The input:

# # # #

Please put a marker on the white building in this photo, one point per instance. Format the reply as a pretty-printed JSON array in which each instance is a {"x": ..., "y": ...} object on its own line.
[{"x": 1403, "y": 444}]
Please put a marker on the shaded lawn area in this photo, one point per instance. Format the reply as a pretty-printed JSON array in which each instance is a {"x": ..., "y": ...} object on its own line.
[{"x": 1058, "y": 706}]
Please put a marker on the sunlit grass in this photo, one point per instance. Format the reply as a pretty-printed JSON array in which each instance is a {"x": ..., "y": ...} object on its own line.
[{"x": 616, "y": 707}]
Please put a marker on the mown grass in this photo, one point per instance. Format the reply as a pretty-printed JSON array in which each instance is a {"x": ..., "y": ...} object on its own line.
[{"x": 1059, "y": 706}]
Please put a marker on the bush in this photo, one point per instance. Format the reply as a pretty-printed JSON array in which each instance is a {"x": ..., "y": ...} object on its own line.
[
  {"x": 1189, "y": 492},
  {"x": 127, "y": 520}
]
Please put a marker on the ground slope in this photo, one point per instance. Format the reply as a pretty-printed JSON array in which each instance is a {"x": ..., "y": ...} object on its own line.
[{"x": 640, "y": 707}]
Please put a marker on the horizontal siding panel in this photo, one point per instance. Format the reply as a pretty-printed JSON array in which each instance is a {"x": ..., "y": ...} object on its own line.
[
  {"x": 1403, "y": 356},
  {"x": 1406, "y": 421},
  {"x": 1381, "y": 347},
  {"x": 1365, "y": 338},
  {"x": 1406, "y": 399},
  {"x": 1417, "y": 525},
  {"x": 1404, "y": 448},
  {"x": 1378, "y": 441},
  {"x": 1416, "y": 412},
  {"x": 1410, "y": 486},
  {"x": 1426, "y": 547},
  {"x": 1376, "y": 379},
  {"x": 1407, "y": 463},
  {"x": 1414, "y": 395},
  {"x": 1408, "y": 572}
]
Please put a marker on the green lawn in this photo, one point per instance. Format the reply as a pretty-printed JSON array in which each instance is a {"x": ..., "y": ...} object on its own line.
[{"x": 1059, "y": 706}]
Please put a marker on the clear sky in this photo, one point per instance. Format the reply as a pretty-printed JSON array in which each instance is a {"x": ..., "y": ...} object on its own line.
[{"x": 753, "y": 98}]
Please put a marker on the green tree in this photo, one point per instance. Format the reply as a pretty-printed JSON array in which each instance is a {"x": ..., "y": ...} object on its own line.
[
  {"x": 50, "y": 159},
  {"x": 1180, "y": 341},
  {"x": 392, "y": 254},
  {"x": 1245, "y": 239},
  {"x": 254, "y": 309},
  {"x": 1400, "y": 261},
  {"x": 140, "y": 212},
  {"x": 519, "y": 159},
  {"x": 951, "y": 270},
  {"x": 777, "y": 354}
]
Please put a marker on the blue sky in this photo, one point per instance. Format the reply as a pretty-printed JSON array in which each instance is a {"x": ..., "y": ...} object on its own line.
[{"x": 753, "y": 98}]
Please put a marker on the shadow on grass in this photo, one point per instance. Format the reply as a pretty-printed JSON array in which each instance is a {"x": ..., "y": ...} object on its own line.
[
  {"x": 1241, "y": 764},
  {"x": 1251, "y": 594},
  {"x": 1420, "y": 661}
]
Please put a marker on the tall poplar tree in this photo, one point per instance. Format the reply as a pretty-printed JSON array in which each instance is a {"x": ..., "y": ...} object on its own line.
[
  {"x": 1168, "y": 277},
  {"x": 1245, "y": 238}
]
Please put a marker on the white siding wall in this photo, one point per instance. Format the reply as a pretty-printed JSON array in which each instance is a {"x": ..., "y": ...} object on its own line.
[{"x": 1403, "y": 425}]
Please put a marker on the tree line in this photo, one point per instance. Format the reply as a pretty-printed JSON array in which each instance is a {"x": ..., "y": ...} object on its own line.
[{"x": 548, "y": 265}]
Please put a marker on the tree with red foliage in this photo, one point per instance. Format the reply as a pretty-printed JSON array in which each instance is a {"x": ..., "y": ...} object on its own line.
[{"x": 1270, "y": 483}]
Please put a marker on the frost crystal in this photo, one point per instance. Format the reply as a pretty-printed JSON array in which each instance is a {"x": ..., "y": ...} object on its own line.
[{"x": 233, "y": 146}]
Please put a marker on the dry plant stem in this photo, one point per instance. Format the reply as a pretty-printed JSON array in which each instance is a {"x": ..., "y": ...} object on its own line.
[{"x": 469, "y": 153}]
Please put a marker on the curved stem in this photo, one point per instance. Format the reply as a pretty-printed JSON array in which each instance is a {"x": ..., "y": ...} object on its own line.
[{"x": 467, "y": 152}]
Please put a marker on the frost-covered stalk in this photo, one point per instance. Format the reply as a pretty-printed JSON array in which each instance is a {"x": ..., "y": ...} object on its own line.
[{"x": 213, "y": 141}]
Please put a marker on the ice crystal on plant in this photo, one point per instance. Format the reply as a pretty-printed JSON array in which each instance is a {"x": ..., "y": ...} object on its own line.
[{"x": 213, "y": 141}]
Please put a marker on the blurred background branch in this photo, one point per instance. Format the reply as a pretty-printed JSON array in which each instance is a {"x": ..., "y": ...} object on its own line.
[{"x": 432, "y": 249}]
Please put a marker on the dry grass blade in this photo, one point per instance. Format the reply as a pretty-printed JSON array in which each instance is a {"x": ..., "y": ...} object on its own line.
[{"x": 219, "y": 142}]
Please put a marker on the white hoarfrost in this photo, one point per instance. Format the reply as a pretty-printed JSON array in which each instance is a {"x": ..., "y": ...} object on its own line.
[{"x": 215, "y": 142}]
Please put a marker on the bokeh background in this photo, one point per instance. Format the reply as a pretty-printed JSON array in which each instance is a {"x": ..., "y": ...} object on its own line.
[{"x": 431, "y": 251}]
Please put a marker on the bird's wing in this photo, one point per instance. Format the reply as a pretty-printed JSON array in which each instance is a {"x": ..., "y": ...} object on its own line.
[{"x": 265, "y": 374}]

# # # #

Problem to work on:
Print the records above exactly as they appear.

Result for this exercise:
Please put a marker on the white building in this photo, one point per instance. Format the reply as a pretty-printed JSON array in which each instance is a {"x": ..., "y": ...} object on its own line.
[{"x": 1403, "y": 444}]
Please put a marker on the shaded lawn area in this photo, one point per instance. Format the reply as a pretty-printed JSON array in which each instance is a {"x": ..., "y": ...} object on its own line.
[{"x": 1058, "y": 706}]
Please put a marker on the sunlit grass in this photo, one point per instance. Format the reply as a pretty-printed JSON array in which each instance is a {"x": ..., "y": ...} object on its own line.
[{"x": 616, "y": 707}]
Please put a marker on the mown grass in this photo, one point per instance. Format the reply as a pretty-printed JSON array in which each instance is a {"x": ..., "y": ...} object on its own line.
[{"x": 1059, "y": 706}]
Please put a marker on the bush in this photo, one point per instance. Format the reply as a pretty-printed JSON array in which each instance is a {"x": ..., "y": ...} object on its own line.
[
  {"x": 1189, "y": 492},
  {"x": 127, "y": 520}
]
Please put a marker on the ground slope in this photo, one point per instance. Format the reply as a pretty-printed JSON array in which each instance is a {"x": ..., "y": ...} object on its own line.
[{"x": 640, "y": 707}]
Please put a marker on the horizontal siding panel in this photo, one point per instance. Format the reply as a pretty-printed JSON array in which each instance is a {"x": ..., "y": ...} object on its own line.
[
  {"x": 1403, "y": 356},
  {"x": 1406, "y": 421},
  {"x": 1381, "y": 347},
  {"x": 1365, "y": 338},
  {"x": 1406, "y": 399},
  {"x": 1417, "y": 525},
  {"x": 1404, "y": 448},
  {"x": 1378, "y": 441},
  {"x": 1416, "y": 412},
  {"x": 1410, "y": 486},
  {"x": 1426, "y": 547},
  {"x": 1376, "y": 379},
  {"x": 1407, "y": 463},
  {"x": 1414, "y": 395},
  {"x": 1408, "y": 572}
]
Please put a marker on the green lawn in this photo, one point per instance. Format the reply as a pretty-printed JSON array in which each instance is a {"x": ..., "y": ...} object on its own line.
[{"x": 1059, "y": 706}]
Please put a marker on the clear sky in this photo, one point per instance. Format the reply as a pretty-printed JSON array in which each instance is a {"x": ..., "y": ...} object on its own line.
[{"x": 753, "y": 98}]
Please put a marker on the green tree in this photo, one point per instance. Format the reply as a pretty-printed JSON array in which each instance is a {"x": ..., "y": ...} object on its own line.
[
  {"x": 50, "y": 159},
  {"x": 1180, "y": 341},
  {"x": 392, "y": 254},
  {"x": 1245, "y": 239},
  {"x": 254, "y": 309},
  {"x": 1400, "y": 261},
  {"x": 140, "y": 212},
  {"x": 519, "y": 159},
  {"x": 951, "y": 270},
  {"x": 777, "y": 354}
]
Please put a marker on the blue sky in this photo, one point per instance. Format the reply as a pretty-printed JSON array in which each instance is a {"x": ..., "y": ...} object on its own line.
[{"x": 753, "y": 98}]
Please put a marker on the shadow on grass in this photo, one point per instance. Format the reply as a pretty-printed JSON array in which each instance is a {"x": ..., "y": ...} object on its own line.
[
  {"x": 1241, "y": 764},
  {"x": 1251, "y": 594},
  {"x": 1420, "y": 661}
]
Please put a marker on the tall poplar tree in this photo, one point per instance. Format the reply as a pretty-printed JSON array in which each instance is a {"x": ..., "y": ...} object on its own line.
[
  {"x": 1168, "y": 277},
  {"x": 1245, "y": 238}
]
Please put a marker on the white siding wall in this photo, one point per instance. Format the reply as a pretty-printed JSON array in which each instance is a {"x": ..., "y": ...} object on its own line.
[{"x": 1403, "y": 425}]
Please put a marker on the tree line in this photo, one point per instance. Format the reply as a pretty-printed JSON array in which each instance is a {"x": ..., "y": ...} object on its own line.
[{"x": 548, "y": 265}]
Please put a marker on the tree with red foliage in this photo, one point per instance. Format the reply as a pretty-printed JSON array in which each instance is a {"x": ..., "y": ...} object on its own line.
[{"x": 1270, "y": 483}]
Please put a marker on the frost crystal in this photo, one point per instance. Format the reply as a pretty-printed JSON array in which each instance is a {"x": ..., "y": ...} object on its own line.
[{"x": 233, "y": 146}]
Please put a marker on the dry plant stem in this photo, one point per instance. Format the reply as a pretty-printed JSON array in which each instance is a {"x": ..., "y": ...} object on its own line.
[{"x": 469, "y": 153}]
Please put a marker on the curved stem in this photo, one point per instance. Format the reply as a pretty-printed JSON array in which each instance is a {"x": ..., "y": ...} object on its own line.
[{"x": 467, "y": 152}]
Please put a marker on the frost-covered stalk in this photo, one point per instance. Format the reply as a pretty-printed JSON array in which each instance is a {"x": ..., "y": ...} object on its own line.
[{"x": 213, "y": 141}]
Please put a marker on the ice crystal on plant in this photo, one point per instance. Format the reply as a pretty-printed JSON array in which each instance is a {"x": ..., "y": ...} object on its own line.
[{"x": 213, "y": 141}]
Please put a marker on the blurred background branch in this photo, one point per instance. Format the reply as a pretty-printed JSON array in which each instance is a {"x": ..., "y": ...} object on its own line.
[{"x": 432, "y": 249}]
Please put a marker on the dry grass blade in this photo, one point per instance. Format the reply as a pretty-printed JSON array in which each instance is a {"x": ..., "y": ...} object on its own line.
[{"x": 219, "y": 142}]
Please put a marker on the white hoarfrost in this photo, one point per instance. Format the reply as a pretty-printed JSON array in which each instance is a {"x": ..., "y": ...} object on its own line.
[{"x": 215, "y": 142}]
Please put a marker on the bokeh background in this photo, one point per instance. Format the reply as a pretty-printed JSON array in which each instance is a {"x": ..., "y": ...} object on its own line.
[{"x": 431, "y": 251}]
Please put a marker on the bird's wing in this photo, one point per instance. Format the reply as a pretty-printed JSON array in which each instance is a {"x": ..., "y": ...} object on its own line.
[{"x": 265, "y": 374}]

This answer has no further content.